__Directive__.
Write out the lines below exactly as they appear, from the start of them through the line that contains "box: [299, 55, 320, 86]", including that line. Leave the pictures out of your answer.

__Records for the exercise__.

Segment Open

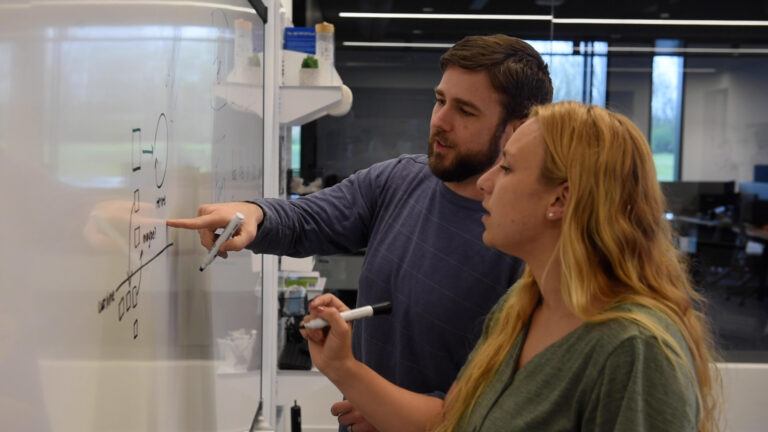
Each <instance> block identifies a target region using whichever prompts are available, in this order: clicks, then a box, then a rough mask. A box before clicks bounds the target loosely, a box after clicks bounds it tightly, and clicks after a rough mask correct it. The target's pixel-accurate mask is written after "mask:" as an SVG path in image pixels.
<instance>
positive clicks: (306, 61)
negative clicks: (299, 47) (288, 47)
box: [299, 55, 320, 86]
mask: <svg viewBox="0 0 768 432" xmlns="http://www.w3.org/2000/svg"><path fill="white" fill-rule="evenodd" d="M319 67H320V64H319V62H318V61H317V58H315V56H313V55H308V56H306V57H304V59H303V60H302V61H301V69H299V85H303V86H310V85H317V84H318V81H319V79H320V72H319V71H320V69H319Z"/></svg>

Segment Closed

__Output__.
Each <instance> block identifies a target region using whichever prompts are available, in this order: clicks, then a box, then a rough mask. A box before clicks bounds the target loosely, a box after clicks bounds it tightly, and clicks after a rough mask correct it. The target's pixel-accurate mask is written after "mask:" as an SVG path in image pixels.
<instance>
positive clicks: (306, 61)
negative clicks: (299, 47) (288, 47)
box: [299, 55, 320, 86]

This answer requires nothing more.